__What is needed__: Please set down every entry again exactly as it stands, without the pictures.
---------- The data ----------
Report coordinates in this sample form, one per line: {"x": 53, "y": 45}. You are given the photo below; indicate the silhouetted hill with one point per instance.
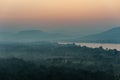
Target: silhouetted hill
{"x": 110, "y": 36}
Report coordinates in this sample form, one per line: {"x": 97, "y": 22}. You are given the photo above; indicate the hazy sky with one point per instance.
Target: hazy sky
{"x": 58, "y": 14}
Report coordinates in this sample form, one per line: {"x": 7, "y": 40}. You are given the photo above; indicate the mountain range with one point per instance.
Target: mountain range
{"x": 31, "y": 36}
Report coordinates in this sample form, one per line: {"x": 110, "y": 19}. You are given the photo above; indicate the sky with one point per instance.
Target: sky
{"x": 60, "y": 15}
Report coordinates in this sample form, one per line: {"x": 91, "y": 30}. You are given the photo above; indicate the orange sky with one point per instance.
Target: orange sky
{"x": 61, "y": 10}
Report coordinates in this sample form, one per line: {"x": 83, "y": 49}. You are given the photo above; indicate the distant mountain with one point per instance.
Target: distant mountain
{"x": 109, "y": 36}
{"x": 31, "y": 35}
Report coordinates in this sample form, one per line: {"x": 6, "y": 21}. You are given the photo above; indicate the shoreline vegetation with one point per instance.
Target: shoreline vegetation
{"x": 53, "y": 61}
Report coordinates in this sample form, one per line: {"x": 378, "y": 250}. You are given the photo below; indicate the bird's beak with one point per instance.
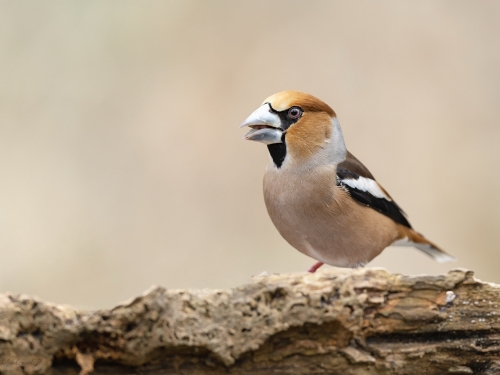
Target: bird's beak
{"x": 265, "y": 126}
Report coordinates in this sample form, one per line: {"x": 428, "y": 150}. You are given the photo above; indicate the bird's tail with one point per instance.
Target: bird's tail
{"x": 408, "y": 237}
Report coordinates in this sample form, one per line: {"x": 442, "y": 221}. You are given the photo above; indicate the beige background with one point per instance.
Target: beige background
{"x": 121, "y": 161}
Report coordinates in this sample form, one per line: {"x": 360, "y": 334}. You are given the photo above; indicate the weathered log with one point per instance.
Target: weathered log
{"x": 365, "y": 321}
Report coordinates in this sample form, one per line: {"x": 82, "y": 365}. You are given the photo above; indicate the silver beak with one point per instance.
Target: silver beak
{"x": 265, "y": 126}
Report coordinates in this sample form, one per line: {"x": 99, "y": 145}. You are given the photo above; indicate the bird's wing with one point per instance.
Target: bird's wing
{"x": 356, "y": 179}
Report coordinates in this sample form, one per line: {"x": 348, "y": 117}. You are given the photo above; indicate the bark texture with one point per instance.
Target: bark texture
{"x": 365, "y": 321}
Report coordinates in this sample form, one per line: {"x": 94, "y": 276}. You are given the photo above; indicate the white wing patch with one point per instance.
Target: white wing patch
{"x": 367, "y": 185}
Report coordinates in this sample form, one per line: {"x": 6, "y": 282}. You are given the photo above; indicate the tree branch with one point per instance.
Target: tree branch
{"x": 365, "y": 321}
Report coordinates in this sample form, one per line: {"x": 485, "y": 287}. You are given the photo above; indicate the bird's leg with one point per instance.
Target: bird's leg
{"x": 315, "y": 267}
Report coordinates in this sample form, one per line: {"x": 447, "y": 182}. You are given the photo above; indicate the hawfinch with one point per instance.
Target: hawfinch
{"x": 322, "y": 199}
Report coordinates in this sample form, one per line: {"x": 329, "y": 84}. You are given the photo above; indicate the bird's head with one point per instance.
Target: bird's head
{"x": 298, "y": 126}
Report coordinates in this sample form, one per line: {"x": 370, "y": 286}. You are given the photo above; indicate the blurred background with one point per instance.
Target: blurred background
{"x": 121, "y": 161}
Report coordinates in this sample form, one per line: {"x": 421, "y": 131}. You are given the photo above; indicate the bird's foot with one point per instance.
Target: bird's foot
{"x": 315, "y": 267}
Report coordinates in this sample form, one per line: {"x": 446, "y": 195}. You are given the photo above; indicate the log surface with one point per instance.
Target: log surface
{"x": 365, "y": 321}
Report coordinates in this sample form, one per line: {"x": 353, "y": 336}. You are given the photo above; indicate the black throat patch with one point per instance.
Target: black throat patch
{"x": 278, "y": 151}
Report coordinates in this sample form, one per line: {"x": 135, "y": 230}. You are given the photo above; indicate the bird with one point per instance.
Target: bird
{"x": 322, "y": 200}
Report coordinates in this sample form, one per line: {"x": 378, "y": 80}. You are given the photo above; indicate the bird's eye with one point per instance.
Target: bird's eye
{"x": 294, "y": 113}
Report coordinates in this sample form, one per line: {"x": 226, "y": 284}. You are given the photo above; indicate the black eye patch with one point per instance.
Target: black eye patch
{"x": 286, "y": 120}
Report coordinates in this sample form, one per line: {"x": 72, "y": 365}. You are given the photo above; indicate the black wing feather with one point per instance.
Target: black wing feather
{"x": 382, "y": 205}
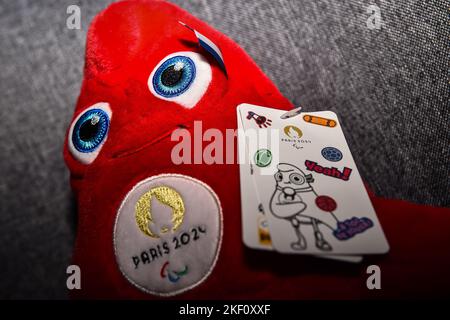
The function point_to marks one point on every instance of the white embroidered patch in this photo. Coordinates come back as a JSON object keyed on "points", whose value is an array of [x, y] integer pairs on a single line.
{"points": [[168, 233]]}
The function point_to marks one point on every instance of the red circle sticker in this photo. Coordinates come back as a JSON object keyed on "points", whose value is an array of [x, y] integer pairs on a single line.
{"points": [[326, 203]]}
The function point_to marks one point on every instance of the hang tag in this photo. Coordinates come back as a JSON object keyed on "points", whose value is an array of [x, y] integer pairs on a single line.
{"points": [[301, 191]]}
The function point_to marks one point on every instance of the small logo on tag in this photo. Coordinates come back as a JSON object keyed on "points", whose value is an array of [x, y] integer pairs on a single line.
{"points": [[320, 121], [332, 154], [294, 135], [263, 157], [261, 121]]}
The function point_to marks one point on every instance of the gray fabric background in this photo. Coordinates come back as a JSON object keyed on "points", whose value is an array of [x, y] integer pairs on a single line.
{"points": [[389, 87]]}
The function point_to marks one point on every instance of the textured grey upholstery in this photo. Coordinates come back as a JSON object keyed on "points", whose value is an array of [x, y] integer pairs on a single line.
{"points": [[388, 86]]}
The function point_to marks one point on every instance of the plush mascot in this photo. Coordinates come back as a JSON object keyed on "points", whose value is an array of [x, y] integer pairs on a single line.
{"points": [[151, 227]]}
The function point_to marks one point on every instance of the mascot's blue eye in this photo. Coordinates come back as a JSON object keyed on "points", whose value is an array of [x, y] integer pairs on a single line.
{"points": [[90, 130], [174, 76]]}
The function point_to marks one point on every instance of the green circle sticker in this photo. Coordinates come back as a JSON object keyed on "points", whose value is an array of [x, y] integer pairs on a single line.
{"points": [[263, 157]]}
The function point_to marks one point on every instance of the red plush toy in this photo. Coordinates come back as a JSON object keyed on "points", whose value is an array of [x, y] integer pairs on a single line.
{"points": [[150, 228]]}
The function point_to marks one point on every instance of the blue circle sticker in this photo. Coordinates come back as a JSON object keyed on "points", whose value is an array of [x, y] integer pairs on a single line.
{"points": [[332, 154]]}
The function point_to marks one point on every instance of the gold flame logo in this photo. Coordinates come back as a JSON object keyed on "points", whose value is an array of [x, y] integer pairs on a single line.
{"points": [[166, 196], [293, 132]]}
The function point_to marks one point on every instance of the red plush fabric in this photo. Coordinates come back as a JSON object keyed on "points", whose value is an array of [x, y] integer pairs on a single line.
{"points": [[124, 44]]}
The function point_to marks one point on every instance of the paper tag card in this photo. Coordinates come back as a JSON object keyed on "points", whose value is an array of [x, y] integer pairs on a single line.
{"points": [[255, 228], [308, 184]]}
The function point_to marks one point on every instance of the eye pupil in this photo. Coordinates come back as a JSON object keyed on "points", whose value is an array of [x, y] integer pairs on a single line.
{"points": [[89, 130], [174, 76], [171, 76]]}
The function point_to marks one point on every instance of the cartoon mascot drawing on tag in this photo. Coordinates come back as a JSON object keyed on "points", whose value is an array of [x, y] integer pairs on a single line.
{"points": [[290, 199], [288, 202]]}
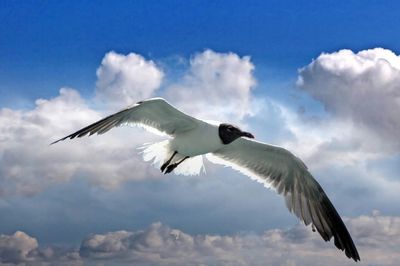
----------
__Result__:
Report coordinates in this sample form, one per line: {"x": 53, "y": 45}. You are given the photo below; indicate the silhouetted hill with one point per instance.
Target: silhouetted hill
{"x": 110, "y": 36}
Report coordinates in this sample form, one per line: {"x": 97, "y": 22}. You are given the photo above; indicate the hazy sky with one point per instance.
Target: hazy sky
{"x": 58, "y": 14}
Report coordinates in this sample form, one per line: {"x": 7, "y": 40}. You are given the photo above; indicate the mountain range with one point per instance.
Target: mountain range
{"x": 31, "y": 36}
Report coordinates in this sample form, one per line: {"x": 110, "y": 19}. You are given the photo above; indicate the sky with one point per instance.
Target: sky
{"x": 60, "y": 15}
Report coordinates in this sample form, one per line: {"x": 91, "y": 30}. You are given the photo above; indicate the orange sky with one point per instance.
Target: orange sky
{"x": 61, "y": 10}
Report coordinates in this sample form, one per line: {"x": 83, "y": 49}. You are given the photo above; indicate the distant mountain with one point per instance.
Target: distant mountain
{"x": 109, "y": 36}
{"x": 31, "y": 35}
Report coordinates in this sample form, one per line: {"x": 6, "y": 21}. You are given the photo above; indicate the shoreline vegetation with one point per instance.
Target: shoreline vegetation
{"x": 53, "y": 61}
Report coordinates in this sample form, one per line: {"x": 378, "y": 250}. You are given the photo below; indicate the bird's beak with one point per instance.
Target: bird's beak
{"x": 265, "y": 126}
Report coordinates in this sample form, one per line: {"x": 428, "y": 150}. You are given the photo above; indicate the bird's tail with one point per instance.
Target: bird's tail
{"x": 408, "y": 237}
Report coordinates in this sample form, one per line: {"x": 442, "y": 221}. You are given the photo above; indicate the beige background with one point per instance.
Target: beige background
{"x": 121, "y": 161}
Report coordinates in this sample form, one per line: {"x": 360, "y": 334}. You are given the photo above; indicate the weathered log with one point per instance.
Target: weathered log
{"x": 365, "y": 321}
Report coordinates in this sample form, one per line: {"x": 82, "y": 365}. You are given the photo above; indicate the silver beak with one point per instance.
Target: silver beak
{"x": 265, "y": 126}
Report coordinates in this sample form, one per line: {"x": 99, "y": 145}. You are given the photo above; indicate the bird's wing with one point per instance.
Target: bird's wing
{"x": 356, "y": 179}
Report coordinates in this sample form, one per line: {"x": 348, "y": 117}. You are given the photo above; indicate the bark texture with one point per instance.
Target: bark texture
{"x": 365, "y": 321}
Report coordinates in this sample form, one per line: {"x": 94, "y": 276}. You are given the photo above; indicate the white wing patch with one point per instance.
Target: white wing patch
{"x": 367, "y": 185}
Report coordinates in this sample form, one per line: {"x": 6, "y": 282}. You are given the photo above; indicate the tree branch with one point per instance.
Target: tree branch
{"x": 365, "y": 321}
Report coordinates in this sample form, one per line: {"x": 485, "y": 287}. You are given the photo above; indicate the bird's leg with one point per instance.
Target: bird's leg
{"x": 315, "y": 267}
Report coordinates in this sample form, one per line: {"x": 447, "y": 182}. You are given the photo above; indicate the hawfinch with one point per instance.
Target: hawfinch
{"x": 322, "y": 199}
Report coordinates in this sample form, one per line: {"x": 329, "y": 84}. You are given the photo above; indicate the bird's head with one point per instance.
Target: bird's head
{"x": 298, "y": 126}
Report coordinates in this sample form, one per line: {"x": 370, "y": 286}. You are given the photo above; indicate the blurred background with one point per instance.
Target: blurred background
{"x": 121, "y": 161}
Report coordinates in this sample form, one per line: {"x": 421, "y": 131}. You are given the photo above; indicate the bird's foot with one point per instance.
Target: bird's foot
{"x": 315, "y": 267}
Report coordinates in this sample form, one per line: {"x": 446, "y": 195}. You are given the photo above; indicate the log surface with one point per instance.
Target: log surface
{"x": 365, "y": 321}
Report coordinates in this sample form, one per line: {"x": 353, "y": 336}. You are given the photo above; indicate the black throat patch with one point per instance.
Target: black throat patch
{"x": 278, "y": 151}
Report coordinates in this sample form, one per line: {"x": 135, "y": 230}. You are given the photo above; indicate the bird with one point per instance.
Target: bird
{"x": 322, "y": 200}
Report coordinates in this sample form, one per line: {"x": 378, "y": 80}. You are given the photo above; indicate the bird's eye with one point per instance.
Target: bird's eye
{"x": 294, "y": 113}
Report coordinates in this sample form, one per line: {"x": 226, "y": 284}. You are given the photo above; indicate the black eye patch with one point per instance.
Target: black eye patch
{"x": 286, "y": 120}
Report coordinates in this sample form, one per line: {"x": 72, "y": 365}. You are given the photo above; indicate the black wing feather with one point per instance.
Target: black wing feather
{"x": 382, "y": 205}
The function point_to marks one point on every instance of the white embroidered patch in this photo. Coordinates come back as a JSON object keyed on "points", whose value is an array of [x, y] integer pairs on a single line.
{"points": [[168, 233]]}
The function point_to marks one point on every instance of the red circle sticker in this photo. Coordinates come back as a JSON object keyed on "points", whose value is an array of [x, y] integer pairs on a single line.
{"points": [[326, 203]]}
The function point_to marks one point on every instance of the hang tag in this photo. Coordinates come back as a JSON object keyed on "points", whose value is an array of [x, y] integer pairs on a single line.
{"points": [[301, 191]]}
The function point_to marks one point on every instance of the small logo on tag in this photo. Coordinates come back as a JSON object keyed on "points", whose value is an array of [x, y] integer pairs on a single line.
{"points": [[320, 121], [332, 154], [294, 135], [263, 157], [261, 121]]}
The function point_to marks one point on every instance of the gray fabric background in this photo. Coordinates come back as a JSON object keyed on "points", whose value is an array of [x, y] integer pairs on a single line.
{"points": [[389, 87]]}
The function point_to marks one point on every instance of the textured grey upholstery in this photo. Coordinates come back as a JSON object keyed on "points", whose value is an array of [x, y] integer pairs on a single line.
{"points": [[388, 86]]}
The function point_to marks one point on every instance of the plush mascot in this photo. Coordinates come back as a JSON object keyed on "points", whose value is an array of [x, y] integer pairs on a single line.
{"points": [[151, 227]]}
The function point_to marks one point on every instance of the mascot's blue eye in this photo. Coordinates come back as a JSON object keyed on "points", whose value is an array of [x, y] integer pairs on a single line.
{"points": [[90, 130], [174, 76]]}
The function point_to marks one point on every instance of the green circle sticker in this photo. Coordinates come back as a JSON object keyed on "points", whose value is an array of [x, y] integer pairs on a single line.
{"points": [[263, 157]]}
The function point_to marks one point on every instance of the red plush toy in this photo. Coordinates come back as a JSON object keyed on "points", whose value is an array of [x, y] integer pairs on a single line.
{"points": [[150, 228]]}
The function point_to marks one point on every instance of the blue circle sticker in this photo. Coordinates come back as a JSON object keyed on "points", whose value is an array of [x, y] integer pairs on a single line.
{"points": [[332, 154]]}
The function point_to marks one point on every instance of the gold flame logo in this photo. Coordinates come back as a JSON object keyed on "points", whose value is an array of [x, y] integer pairs on a single line.
{"points": [[166, 196], [293, 132]]}
The function point_to marks one point on every instance of the red plush fabric in this photo. Coordinates come back as a JSON object keyed on "points", whose value is an array of [x, y] integer pairs on a single line.
{"points": [[124, 44]]}
The function point_to marks one point on every instance of the paper tag card in this photo. Coordinates come back as a JSON object keyed on "points", whose value is an array of [x, y] integer pairs on a single line.
{"points": [[255, 228], [308, 184]]}
The function point_to marks one point on every instance of the eye pupil in this photo. Coordinates come back as a JSON object keyed on "points", whose value is an array of [x, y] integer pairs on a single line.
{"points": [[89, 130], [174, 76], [171, 76]]}
The function point_to marks one point on every instance of the cartoon mascot drawing on tag in this photo. Coordinates come back as a JSON object keyed on "points", whose value is an array of [x, y] integer pairs on a single line.
{"points": [[290, 199], [288, 202]]}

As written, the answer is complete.